- Fair ethics
As an important part of the development of modern society, the financial industry, in addition to commercial behavior, also bears social attributes such as maintaining social fairness, protecting the legitimate interests of vulnerable groups, and maximizing the benefits of financial resource allocation. With the application of artificial intelligence in financial fields such as credit, regulators are concerned about whether financial institutions use artificial intelligence to deliberately discriminate against customers, and whether new technologies will affect the access of low-tech people such as the elderly to financial services. For example, the Dutch Central Bank included fairness and ethics in the six basic principles in the General Principles for the Use of Artificial Intelligence in the Financial Sector. The United States proposed in the Blueprint for an AI Bill of Right that users should be able to choose to use manual services instead of artificial intelligence services without harming the public interest.
- Openness and transparency
The industry believes that mysterious and unpredictable artificial intelligence models will increase financial risks. Gary Gensler, chairman of the U.S. Securities and Exchange Commission, once said that financial institutions using similar models to make decisions may lead to herd behavior, which will lead to the next financial crisis. Federal Reserve officials also pointed out that not understanding the logic of artificial intelligence may make it difficult for financial institutions to predict the direction of the system and the hidden risks. Therefore, regulators often require artificial intelligence to have a certain degree of explainability and auditability, including that financial institutions should understand the decision-making logic of their use of artificial intelligence, and when regulators or other third-party institutions need to check the decisions of artificial intelligence, financial institutions can provide the required information. For example, the Dutch Central Bank requires financial institutions to be transparent in the "Basic Principles for the Use of Artificial Intelligence in the Financial Industry" in the decision-making logic of using artificial intelligence, and the decision-making and model output structure of artificial intelligence should be traceable and explainable. In addition, the EU is also trying to further divide artificial intelligence into different types such as interaction with natural persons, emotion recognition or biometric classification, image or video generation, and establish corresponding open and transparent standards for specific types.
- Definition of infringement
Artificial intelligence itself does not have the qualifications of a civil subject, and when artificial intelligence causes infringement liability, how to define the responsibilities of the relevant parties is more complicated than before. For example, when an outsourced artificial intelligence system makes an erroneous judgment and causes huge investment losses to financial institutions, there is no clear basis to determine the division of responsibilities between financial institutions and artificial intelligence system research and development institutions. The EU's "Artificial Intelligence Act" has made preliminary clarifications on the obligations of suppliers, importers, distributors, and users of high-risk artificial intelligence, which can be regarded as a legislative attempt in related fields. In addition, the copyright ownership and infringement liability of the basic data used for artificial intelligence learning and the data automatically generated by artificial intelligence are also one of the hot topics discussed by all parties.

→ **Task instructions**: Condense the paragraph of the passage on AI in finance that begins "Artificial intelligence itself does not have" into a short bulleted list, keeping its main facts.

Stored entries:
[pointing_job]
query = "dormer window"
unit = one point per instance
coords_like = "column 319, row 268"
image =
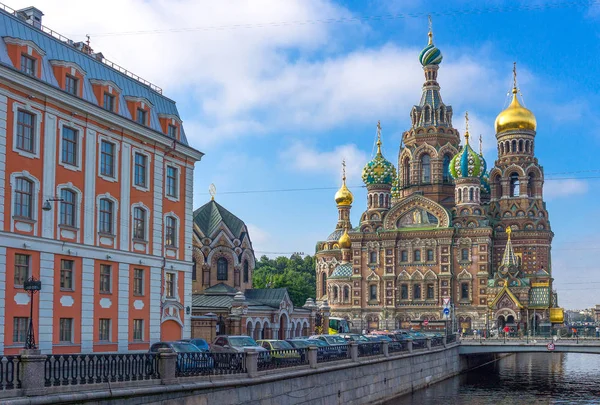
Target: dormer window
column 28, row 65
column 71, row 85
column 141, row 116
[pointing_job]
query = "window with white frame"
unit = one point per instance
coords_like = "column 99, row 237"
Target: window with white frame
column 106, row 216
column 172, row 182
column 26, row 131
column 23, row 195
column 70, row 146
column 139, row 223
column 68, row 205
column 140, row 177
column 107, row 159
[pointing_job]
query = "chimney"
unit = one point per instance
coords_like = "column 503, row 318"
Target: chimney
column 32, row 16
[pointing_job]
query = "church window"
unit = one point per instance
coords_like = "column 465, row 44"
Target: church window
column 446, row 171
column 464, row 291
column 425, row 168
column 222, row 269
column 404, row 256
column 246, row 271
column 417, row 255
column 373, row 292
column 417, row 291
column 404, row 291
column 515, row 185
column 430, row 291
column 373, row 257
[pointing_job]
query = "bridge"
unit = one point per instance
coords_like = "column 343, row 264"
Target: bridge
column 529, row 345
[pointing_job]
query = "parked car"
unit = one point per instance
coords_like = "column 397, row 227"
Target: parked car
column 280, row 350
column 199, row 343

→ **Answer space**:
- AI is not a civil subject, so assigning responsibility when it causes infringement is more complicated than before.
- If an outsourced AI system makes a wrong judgment that causes large investment losses, there is no clear basis for dividing responsibility between the financial institution and the AI developer.
- The EU's "Artificial Intelligence Act" gives a preliminary clarification of the obligations of suppliers, importers, distributors, and users of high-risk AI, which is a legislative attempt in this area.
- Copyright ownership and infringement liability for the data AI learns from and the data it generates are also widely debated.